Objective: Starting with the line that holds "Task: Find the shaded", copy out each remaining line of the listing below, up to and including the last one, and include nothing else.

Extracted information:
---------------

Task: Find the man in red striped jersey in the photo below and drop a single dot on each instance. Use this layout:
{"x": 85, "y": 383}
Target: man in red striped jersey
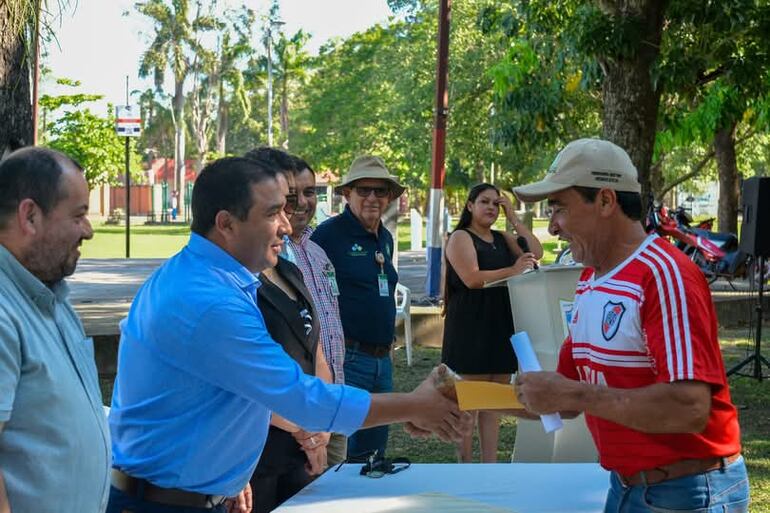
{"x": 642, "y": 359}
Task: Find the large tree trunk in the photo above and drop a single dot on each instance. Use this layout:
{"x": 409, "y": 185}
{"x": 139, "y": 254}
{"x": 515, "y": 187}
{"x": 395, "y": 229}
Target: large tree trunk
{"x": 630, "y": 98}
{"x": 285, "y": 110}
{"x": 222, "y": 120}
{"x": 15, "y": 100}
{"x": 179, "y": 145}
{"x": 724, "y": 150}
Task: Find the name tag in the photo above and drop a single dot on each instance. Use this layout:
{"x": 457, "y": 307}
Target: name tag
{"x": 382, "y": 281}
{"x": 332, "y": 277}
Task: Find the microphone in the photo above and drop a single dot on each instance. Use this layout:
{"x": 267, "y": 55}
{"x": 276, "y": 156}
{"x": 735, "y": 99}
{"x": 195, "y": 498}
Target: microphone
{"x": 524, "y": 245}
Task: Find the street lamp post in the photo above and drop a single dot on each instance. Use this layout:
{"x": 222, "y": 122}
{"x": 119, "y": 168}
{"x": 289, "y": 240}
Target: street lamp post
{"x": 270, "y": 24}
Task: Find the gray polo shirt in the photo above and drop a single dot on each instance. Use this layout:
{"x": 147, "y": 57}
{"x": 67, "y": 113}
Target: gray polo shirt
{"x": 54, "y": 445}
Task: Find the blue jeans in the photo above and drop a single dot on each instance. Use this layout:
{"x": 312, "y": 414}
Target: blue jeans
{"x": 724, "y": 490}
{"x": 375, "y": 375}
{"x": 121, "y": 502}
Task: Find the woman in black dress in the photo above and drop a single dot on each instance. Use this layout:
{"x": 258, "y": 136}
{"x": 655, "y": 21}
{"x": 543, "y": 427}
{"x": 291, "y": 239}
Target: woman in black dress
{"x": 292, "y": 457}
{"x": 478, "y": 322}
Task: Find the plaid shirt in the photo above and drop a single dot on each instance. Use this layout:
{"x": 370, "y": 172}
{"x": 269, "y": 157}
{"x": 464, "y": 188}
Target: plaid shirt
{"x": 314, "y": 264}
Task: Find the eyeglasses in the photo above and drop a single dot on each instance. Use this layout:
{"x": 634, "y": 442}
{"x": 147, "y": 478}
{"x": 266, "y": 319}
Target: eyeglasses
{"x": 555, "y": 210}
{"x": 291, "y": 204}
{"x": 379, "y": 192}
{"x": 375, "y": 467}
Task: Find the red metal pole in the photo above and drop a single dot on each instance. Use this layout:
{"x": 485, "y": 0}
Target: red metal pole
{"x": 36, "y": 75}
{"x": 438, "y": 169}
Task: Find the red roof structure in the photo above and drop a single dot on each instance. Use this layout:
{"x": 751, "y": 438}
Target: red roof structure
{"x": 163, "y": 170}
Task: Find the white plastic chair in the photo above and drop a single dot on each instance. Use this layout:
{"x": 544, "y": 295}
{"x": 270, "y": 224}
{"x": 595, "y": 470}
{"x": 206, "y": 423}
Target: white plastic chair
{"x": 403, "y": 300}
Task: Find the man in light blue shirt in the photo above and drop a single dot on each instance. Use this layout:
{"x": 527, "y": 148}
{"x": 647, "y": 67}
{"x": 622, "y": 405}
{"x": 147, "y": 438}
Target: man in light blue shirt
{"x": 198, "y": 374}
{"x": 54, "y": 440}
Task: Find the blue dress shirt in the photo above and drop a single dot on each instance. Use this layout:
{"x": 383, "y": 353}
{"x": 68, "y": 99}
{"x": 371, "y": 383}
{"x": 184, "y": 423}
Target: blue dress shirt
{"x": 198, "y": 377}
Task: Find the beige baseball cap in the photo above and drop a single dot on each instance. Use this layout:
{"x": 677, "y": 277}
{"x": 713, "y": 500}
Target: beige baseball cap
{"x": 369, "y": 166}
{"x": 585, "y": 163}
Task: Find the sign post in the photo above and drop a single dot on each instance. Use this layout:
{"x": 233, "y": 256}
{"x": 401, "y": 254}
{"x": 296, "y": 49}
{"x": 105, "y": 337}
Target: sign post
{"x": 128, "y": 123}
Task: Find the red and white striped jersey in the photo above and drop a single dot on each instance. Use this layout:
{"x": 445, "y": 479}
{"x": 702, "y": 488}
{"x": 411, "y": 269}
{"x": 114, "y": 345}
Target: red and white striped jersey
{"x": 650, "y": 320}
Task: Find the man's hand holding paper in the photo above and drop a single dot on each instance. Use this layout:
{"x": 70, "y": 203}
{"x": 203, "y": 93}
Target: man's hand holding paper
{"x": 438, "y": 413}
{"x": 544, "y": 392}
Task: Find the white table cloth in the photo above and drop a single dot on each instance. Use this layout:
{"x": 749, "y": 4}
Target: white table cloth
{"x": 517, "y": 487}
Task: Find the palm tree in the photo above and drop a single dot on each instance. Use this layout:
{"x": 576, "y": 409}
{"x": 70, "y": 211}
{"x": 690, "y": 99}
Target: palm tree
{"x": 292, "y": 61}
{"x": 18, "y": 26}
{"x": 231, "y": 77}
{"x": 168, "y": 49}
{"x": 15, "y": 106}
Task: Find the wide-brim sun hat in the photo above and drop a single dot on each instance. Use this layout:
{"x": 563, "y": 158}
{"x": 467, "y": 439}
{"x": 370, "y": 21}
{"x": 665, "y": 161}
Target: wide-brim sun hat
{"x": 369, "y": 166}
{"x": 594, "y": 163}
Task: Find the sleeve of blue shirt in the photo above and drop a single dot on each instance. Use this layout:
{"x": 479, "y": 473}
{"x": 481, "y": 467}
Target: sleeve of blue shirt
{"x": 232, "y": 349}
{"x": 10, "y": 371}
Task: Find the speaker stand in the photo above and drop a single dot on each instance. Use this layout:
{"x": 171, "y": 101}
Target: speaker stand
{"x": 757, "y": 357}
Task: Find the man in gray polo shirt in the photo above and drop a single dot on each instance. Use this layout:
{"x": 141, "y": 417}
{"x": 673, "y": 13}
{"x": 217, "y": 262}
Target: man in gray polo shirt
{"x": 54, "y": 440}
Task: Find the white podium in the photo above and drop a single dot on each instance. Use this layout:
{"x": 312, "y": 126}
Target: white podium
{"x": 541, "y": 302}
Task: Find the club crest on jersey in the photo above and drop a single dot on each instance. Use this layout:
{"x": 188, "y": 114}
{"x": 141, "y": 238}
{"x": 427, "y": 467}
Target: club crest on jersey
{"x": 613, "y": 313}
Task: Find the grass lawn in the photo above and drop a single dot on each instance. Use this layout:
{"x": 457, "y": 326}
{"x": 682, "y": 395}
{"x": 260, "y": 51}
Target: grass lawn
{"x": 751, "y": 397}
{"x": 161, "y": 241}
{"x": 147, "y": 241}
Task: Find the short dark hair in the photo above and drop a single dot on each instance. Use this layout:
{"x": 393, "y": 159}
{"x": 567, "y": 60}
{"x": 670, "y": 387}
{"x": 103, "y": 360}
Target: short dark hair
{"x": 630, "y": 202}
{"x": 300, "y": 165}
{"x": 280, "y": 160}
{"x": 32, "y": 173}
{"x": 225, "y": 184}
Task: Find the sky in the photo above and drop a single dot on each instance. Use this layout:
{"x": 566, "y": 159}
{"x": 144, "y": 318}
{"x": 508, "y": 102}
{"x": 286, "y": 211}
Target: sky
{"x": 99, "y": 46}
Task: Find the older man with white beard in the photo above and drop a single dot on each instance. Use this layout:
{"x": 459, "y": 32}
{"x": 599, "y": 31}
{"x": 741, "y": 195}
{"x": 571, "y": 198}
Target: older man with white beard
{"x": 361, "y": 250}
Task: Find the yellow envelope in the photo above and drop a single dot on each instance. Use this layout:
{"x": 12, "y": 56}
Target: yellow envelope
{"x": 484, "y": 395}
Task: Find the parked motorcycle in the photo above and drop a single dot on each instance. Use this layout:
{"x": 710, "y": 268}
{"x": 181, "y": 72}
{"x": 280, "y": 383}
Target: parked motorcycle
{"x": 716, "y": 254}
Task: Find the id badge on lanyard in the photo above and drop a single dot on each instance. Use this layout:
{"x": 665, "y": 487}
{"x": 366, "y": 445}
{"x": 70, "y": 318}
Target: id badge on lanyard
{"x": 382, "y": 278}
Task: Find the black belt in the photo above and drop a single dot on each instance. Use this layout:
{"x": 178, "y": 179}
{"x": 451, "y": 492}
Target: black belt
{"x": 144, "y": 490}
{"x": 376, "y": 350}
{"x": 678, "y": 469}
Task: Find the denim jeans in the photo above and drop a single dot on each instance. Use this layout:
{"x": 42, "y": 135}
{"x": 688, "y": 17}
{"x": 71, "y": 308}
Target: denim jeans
{"x": 724, "y": 490}
{"x": 375, "y": 375}
{"x": 121, "y": 502}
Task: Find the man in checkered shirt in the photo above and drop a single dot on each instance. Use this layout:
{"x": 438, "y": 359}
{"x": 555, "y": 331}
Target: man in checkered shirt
{"x": 320, "y": 280}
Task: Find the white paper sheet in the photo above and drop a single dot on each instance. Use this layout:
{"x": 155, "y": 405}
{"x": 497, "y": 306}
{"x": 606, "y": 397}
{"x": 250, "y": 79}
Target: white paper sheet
{"x": 528, "y": 362}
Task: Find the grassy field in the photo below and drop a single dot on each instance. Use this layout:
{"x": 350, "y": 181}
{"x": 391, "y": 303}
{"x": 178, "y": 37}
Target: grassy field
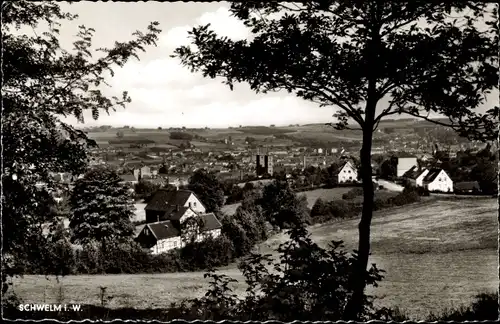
{"x": 437, "y": 254}
{"x": 313, "y": 195}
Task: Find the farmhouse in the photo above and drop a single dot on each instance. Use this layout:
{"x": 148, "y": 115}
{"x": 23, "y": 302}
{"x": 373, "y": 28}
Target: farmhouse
{"x": 404, "y": 163}
{"x": 180, "y": 217}
{"x": 438, "y": 180}
{"x": 347, "y": 173}
{"x": 416, "y": 176}
{"x": 129, "y": 179}
{"x": 172, "y": 204}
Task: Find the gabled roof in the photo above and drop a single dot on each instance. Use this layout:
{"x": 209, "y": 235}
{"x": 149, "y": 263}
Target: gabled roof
{"x": 164, "y": 230}
{"x": 402, "y": 155}
{"x": 128, "y": 177}
{"x": 413, "y": 173}
{"x": 164, "y": 199}
{"x": 431, "y": 176}
{"x": 210, "y": 222}
{"x": 467, "y": 185}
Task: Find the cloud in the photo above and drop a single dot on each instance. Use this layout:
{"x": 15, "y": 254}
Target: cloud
{"x": 221, "y": 22}
{"x": 165, "y": 93}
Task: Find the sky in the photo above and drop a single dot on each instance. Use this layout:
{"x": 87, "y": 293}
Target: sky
{"x": 166, "y": 94}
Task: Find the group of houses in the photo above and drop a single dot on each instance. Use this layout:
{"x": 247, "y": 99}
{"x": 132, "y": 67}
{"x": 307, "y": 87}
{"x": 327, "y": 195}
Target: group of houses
{"x": 431, "y": 179}
{"x": 174, "y": 218}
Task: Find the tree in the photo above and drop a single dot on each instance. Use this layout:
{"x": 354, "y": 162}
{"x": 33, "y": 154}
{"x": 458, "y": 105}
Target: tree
{"x": 42, "y": 82}
{"x": 281, "y": 206}
{"x": 319, "y": 208}
{"x": 208, "y": 189}
{"x": 144, "y": 189}
{"x": 250, "y": 140}
{"x": 424, "y": 57}
{"x": 101, "y": 209}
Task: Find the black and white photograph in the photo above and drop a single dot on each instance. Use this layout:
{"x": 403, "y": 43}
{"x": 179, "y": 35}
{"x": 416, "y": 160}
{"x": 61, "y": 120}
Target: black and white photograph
{"x": 250, "y": 161}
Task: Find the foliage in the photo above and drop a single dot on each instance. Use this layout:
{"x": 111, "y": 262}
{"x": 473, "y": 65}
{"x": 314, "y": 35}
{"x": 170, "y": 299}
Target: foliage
{"x": 308, "y": 283}
{"x": 484, "y": 308}
{"x": 424, "y": 57}
{"x": 319, "y": 207}
{"x": 41, "y": 82}
{"x": 281, "y": 205}
{"x": 144, "y": 189}
{"x": 101, "y": 209}
{"x": 208, "y": 189}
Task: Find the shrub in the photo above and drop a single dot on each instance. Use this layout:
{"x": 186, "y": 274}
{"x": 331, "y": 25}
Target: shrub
{"x": 319, "y": 208}
{"x": 484, "y": 308}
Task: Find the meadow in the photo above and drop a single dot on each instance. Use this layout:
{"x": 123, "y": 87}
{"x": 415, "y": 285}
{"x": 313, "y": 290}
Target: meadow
{"x": 325, "y": 194}
{"x": 436, "y": 254}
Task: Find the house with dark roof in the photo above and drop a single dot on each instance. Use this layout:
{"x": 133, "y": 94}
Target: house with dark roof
{"x": 438, "y": 180}
{"x": 404, "y": 163}
{"x": 180, "y": 217}
{"x": 172, "y": 204}
{"x": 129, "y": 179}
{"x": 347, "y": 173}
{"x": 415, "y": 176}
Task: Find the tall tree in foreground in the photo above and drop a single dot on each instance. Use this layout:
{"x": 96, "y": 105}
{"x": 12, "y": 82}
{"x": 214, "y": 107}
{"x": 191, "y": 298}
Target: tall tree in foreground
{"x": 40, "y": 83}
{"x": 101, "y": 209}
{"x": 426, "y": 58}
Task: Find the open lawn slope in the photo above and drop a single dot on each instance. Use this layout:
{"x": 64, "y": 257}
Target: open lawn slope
{"x": 437, "y": 254}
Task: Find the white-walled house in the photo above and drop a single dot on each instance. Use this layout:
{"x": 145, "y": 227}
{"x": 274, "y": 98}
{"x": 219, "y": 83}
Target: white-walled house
{"x": 347, "y": 174}
{"x": 172, "y": 204}
{"x": 172, "y": 216}
{"x": 438, "y": 180}
{"x": 416, "y": 176}
{"x": 163, "y": 236}
{"x": 404, "y": 163}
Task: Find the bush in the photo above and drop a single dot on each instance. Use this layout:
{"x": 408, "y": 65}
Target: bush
{"x": 319, "y": 208}
{"x": 484, "y": 308}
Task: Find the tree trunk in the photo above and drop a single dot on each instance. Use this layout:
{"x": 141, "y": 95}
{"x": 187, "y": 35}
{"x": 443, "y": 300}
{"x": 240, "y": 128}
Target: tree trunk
{"x": 355, "y": 304}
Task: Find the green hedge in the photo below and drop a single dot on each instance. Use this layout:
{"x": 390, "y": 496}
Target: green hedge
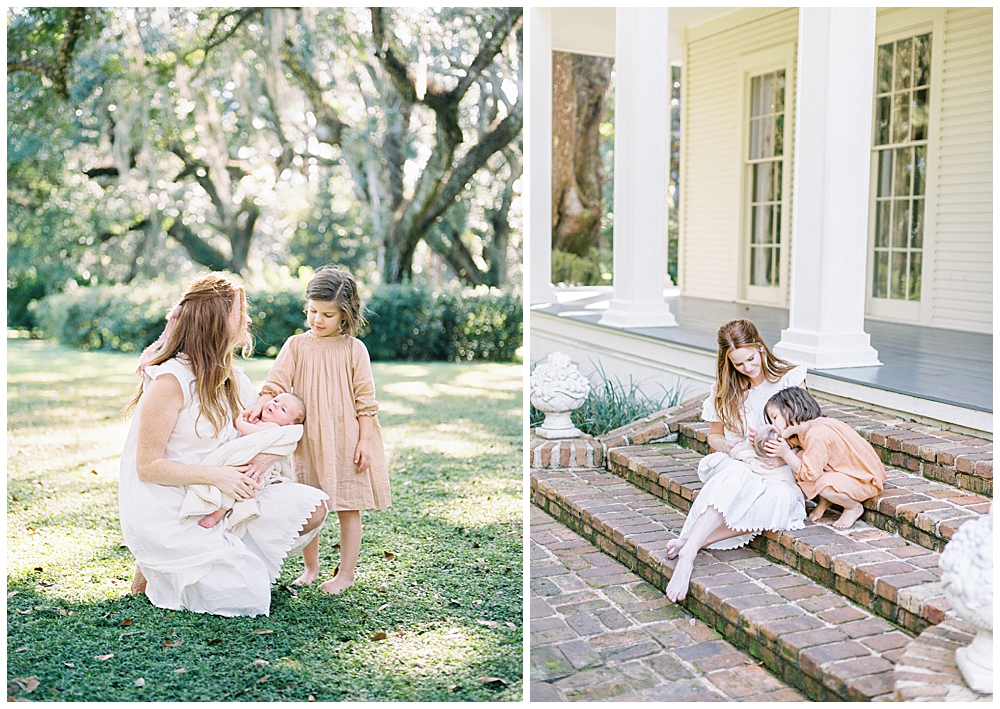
{"x": 405, "y": 322}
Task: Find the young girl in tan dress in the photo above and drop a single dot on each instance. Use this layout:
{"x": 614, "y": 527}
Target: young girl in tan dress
{"x": 341, "y": 450}
{"x": 837, "y": 464}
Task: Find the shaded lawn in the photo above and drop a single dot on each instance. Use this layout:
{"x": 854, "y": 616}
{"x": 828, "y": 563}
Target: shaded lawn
{"x": 440, "y": 571}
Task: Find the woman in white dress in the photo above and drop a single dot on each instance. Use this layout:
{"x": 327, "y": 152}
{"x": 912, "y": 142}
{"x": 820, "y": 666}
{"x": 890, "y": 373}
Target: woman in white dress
{"x": 184, "y": 408}
{"x": 737, "y": 503}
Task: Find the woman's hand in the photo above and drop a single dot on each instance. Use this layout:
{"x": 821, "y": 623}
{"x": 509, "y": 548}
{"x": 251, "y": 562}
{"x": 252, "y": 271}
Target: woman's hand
{"x": 362, "y": 455}
{"x": 234, "y": 481}
{"x": 252, "y": 415}
{"x": 260, "y": 464}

---------------

Solved exercise:
Task: Find the shaded lawn in the photo above and drop a single dot on each instance. Use this layout:
{"x": 854, "y": 616}
{"x": 828, "y": 563}
Target: shaded lawn
{"x": 440, "y": 571}
Task: Find the woman in white dress in the photo above and drop a single dot on each instance. Use this layout:
{"x": 327, "y": 152}
{"x": 912, "y": 142}
{"x": 820, "y": 666}
{"x": 890, "y": 373}
Target: woman in white dress
{"x": 184, "y": 408}
{"x": 737, "y": 503}
Task: Find the woman's hand in the photo above and drop a single dot on each instance. Use this layout:
{"x": 821, "y": 623}
{"x": 509, "y": 548}
{"x": 251, "y": 562}
{"x": 252, "y": 271}
Target: woman's hand
{"x": 362, "y": 455}
{"x": 234, "y": 481}
{"x": 252, "y": 415}
{"x": 260, "y": 464}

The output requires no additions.